• EXERCISE AIM: Return every line below exactly.

• SOURCE MATERIAL:
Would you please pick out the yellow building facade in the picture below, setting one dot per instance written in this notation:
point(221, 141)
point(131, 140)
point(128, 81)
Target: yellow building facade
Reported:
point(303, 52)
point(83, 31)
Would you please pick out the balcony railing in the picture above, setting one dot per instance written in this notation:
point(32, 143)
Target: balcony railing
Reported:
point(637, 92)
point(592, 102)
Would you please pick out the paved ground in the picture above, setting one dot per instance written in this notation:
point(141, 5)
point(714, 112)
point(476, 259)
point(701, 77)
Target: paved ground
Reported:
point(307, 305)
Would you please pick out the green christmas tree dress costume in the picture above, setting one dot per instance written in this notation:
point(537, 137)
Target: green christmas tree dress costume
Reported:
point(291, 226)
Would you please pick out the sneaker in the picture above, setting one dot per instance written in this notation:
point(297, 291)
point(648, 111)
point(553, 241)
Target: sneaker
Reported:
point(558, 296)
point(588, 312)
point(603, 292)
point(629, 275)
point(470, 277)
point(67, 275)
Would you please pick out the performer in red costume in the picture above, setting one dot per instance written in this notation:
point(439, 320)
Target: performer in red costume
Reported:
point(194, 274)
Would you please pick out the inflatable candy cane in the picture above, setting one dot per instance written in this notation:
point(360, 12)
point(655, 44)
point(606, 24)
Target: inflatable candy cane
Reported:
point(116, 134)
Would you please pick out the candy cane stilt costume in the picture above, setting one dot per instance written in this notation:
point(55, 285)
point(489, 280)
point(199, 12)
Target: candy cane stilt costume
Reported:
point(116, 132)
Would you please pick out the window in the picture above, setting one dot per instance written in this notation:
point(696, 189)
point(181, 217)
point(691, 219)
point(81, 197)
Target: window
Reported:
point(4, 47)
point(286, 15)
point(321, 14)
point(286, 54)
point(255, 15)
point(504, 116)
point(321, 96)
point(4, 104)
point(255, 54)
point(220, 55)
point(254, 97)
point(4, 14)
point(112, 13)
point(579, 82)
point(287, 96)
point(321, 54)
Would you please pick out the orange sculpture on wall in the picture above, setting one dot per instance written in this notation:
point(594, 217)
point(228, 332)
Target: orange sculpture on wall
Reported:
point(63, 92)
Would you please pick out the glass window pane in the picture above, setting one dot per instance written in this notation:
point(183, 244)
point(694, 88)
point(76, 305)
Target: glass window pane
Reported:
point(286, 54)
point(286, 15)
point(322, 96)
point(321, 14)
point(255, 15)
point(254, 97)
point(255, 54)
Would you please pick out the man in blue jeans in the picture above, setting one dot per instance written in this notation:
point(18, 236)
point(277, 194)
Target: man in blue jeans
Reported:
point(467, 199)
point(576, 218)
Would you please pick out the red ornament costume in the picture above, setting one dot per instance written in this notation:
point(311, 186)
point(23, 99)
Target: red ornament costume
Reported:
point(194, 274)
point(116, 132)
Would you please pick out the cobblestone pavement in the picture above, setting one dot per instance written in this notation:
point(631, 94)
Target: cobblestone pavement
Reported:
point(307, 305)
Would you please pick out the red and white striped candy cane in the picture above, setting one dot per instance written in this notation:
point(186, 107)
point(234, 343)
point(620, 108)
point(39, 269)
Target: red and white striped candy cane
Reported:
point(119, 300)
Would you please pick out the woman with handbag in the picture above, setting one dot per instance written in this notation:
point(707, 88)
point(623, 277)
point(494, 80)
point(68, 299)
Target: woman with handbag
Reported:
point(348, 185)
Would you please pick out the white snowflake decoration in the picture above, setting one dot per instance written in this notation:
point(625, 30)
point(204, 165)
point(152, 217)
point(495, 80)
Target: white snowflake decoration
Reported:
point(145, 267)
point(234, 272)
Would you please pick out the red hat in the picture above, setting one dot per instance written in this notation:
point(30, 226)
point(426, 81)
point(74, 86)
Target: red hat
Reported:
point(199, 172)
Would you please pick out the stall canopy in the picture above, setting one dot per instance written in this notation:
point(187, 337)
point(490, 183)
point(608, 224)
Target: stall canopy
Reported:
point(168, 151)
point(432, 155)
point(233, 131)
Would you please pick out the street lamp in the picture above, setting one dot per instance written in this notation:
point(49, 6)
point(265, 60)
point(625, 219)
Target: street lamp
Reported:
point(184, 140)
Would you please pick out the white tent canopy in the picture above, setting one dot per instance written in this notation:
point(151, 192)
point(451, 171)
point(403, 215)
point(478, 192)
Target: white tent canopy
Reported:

• PROBLEM SOLUTION:
Would you please pick out the yellow building facade in the picture below, setting one dot per instance written in this notation:
point(221, 141)
point(131, 140)
point(128, 81)
Target: yellow building facade
Reported:
point(303, 52)
point(83, 31)
Would you please pick out the balcony railing in the picture above, setting one dot per instance written in this notation:
point(32, 143)
Target: balcony railing
Reported:
point(637, 92)
point(592, 102)
Would you please pick out the paved ground in the picture above, setting one dot per instance written in this notation:
point(141, 5)
point(714, 112)
point(476, 259)
point(701, 77)
Target: paved ground
Reported:
point(307, 305)
Would you please pick out the green christmas tree dress costume in the picture above, setting one dot per instance written in this notation:
point(537, 137)
Target: green christmas tree dress costume
Reported:
point(291, 226)
Would you please pick out the sneaker in the picture above, setting one dot per instance written in this notation:
point(297, 291)
point(648, 111)
point(553, 241)
Target: sneaker
Reported:
point(558, 296)
point(588, 312)
point(603, 292)
point(629, 275)
point(470, 277)
point(67, 275)
Would you please pick out the performer in red costume in the picture above, setting one dot per instance written in this notation:
point(439, 320)
Target: performer in red costume
Reported:
point(194, 274)
Would you please pick out the inflatable candy cane in the picture above, setting one dot per instance written in this notation:
point(360, 12)
point(655, 44)
point(606, 24)
Target: inflatable candy cane
Reported:
point(116, 134)
Would you please pick out the candy cane stilt costume in the picture above, setting one dot per instance written in this notation:
point(55, 285)
point(489, 280)
point(199, 12)
Target: candy cane stilt costume
Reported:
point(116, 132)
Would you please pick out the window in the picture above, setting one dot per instance written in this notation:
point(696, 189)
point(181, 217)
point(691, 219)
point(81, 197)
Target: window
Reported:
point(4, 47)
point(286, 15)
point(321, 14)
point(286, 54)
point(255, 15)
point(504, 116)
point(321, 96)
point(4, 104)
point(255, 54)
point(220, 55)
point(254, 97)
point(4, 14)
point(112, 13)
point(579, 82)
point(287, 96)
point(321, 54)
Would you please pick out the orange sculpture on wall in the picture above, setting one dot per instance written in this notation:
point(594, 217)
point(228, 332)
Target: orange sculpture on wall
Reported:
point(63, 92)
Would you please pick out the glass window pane in the picture above, setting one dot per instance written in this notation:
point(183, 244)
point(694, 88)
point(76, 305)
Target: glass window pane
Reported:
point(286, 54)
point(286, 15)
point(322, 96)
point(321, 14)
point(255, 15)
point(254, 97)
point(255, 54)
Would you please pick out the man in blue jeans in the picture above, setting one dot per instance written in this notation:
point(18, 236)
point(277, 194)
Target: man in blue jeans
Reported:
point(467, 199)
point(576, 218)
Would you please pick out the red ornament costume in the picture above, setting one dot per instance written in this notation:
point(311, 186)
point(23, 99)
Target: red ornament costume
Reported:
point(194, 274)
point(116, 132)
Would you please pick out the cobblestone pavement in the picture above, setting one dot per instance written in this notation:
point(631, 94)
Target: cobblestone pavement
Reported:
point(307, 305)
Would you please pick out the red and white striped candy cane in the picture above, setting one dot per instance written in this notation:
point(186, 107)
point(234, 343)
point(620, 108)
point(39, 269)
Target: red and white striped candy cane
Reported:
point(119, 300)
Would you please pick out the woman with handbag in the picture above, setting one dot per instance written in this notation:
point(707, 88)
point(623, 277)
point(494, 80)
point(68, 299)
Target: woman with handbag
Reported:
point(348, 185)
Would you please pick out the white snowflake decoration in the picture above, setting one dot per instance written in this notation:
point(625, 30)
point(204, 165)
point(152, 217)
point(495, 80)
Target: white snowflake decoration
Reported:
point(145, 267)
point(234, 272)
Would you please pick out the red hat in the picture above, setting one dot per instance written in this notation:
point(30, 226)
point(426, 81)
point(74, 86)
Target: red hat
Reported:
point(199, 172)
Would you please pick out the stall canopy in the picture above, setting one dot per instance written in this notation:
point(187, 337)
point(490, 183)
point(608, 224)
Target: stall canopy
Reported:
point(168, 151)
point(432, 155)
point(233, 131)
Would you please pick out the street lamp in the picture above, setting one dot per instance written in this notation:
point(49, 6)
point(265, 60)
point(625, 219)
Target: street lamp
Reported:
point(184, 140)
Would you please pick out the white tent canopy in the picture above, setting one dot per instance written in this notation:
point(151, 192)
point(451, 171)
point(403, 215)
point(478, 192)
Target: white tent canopy
Reported:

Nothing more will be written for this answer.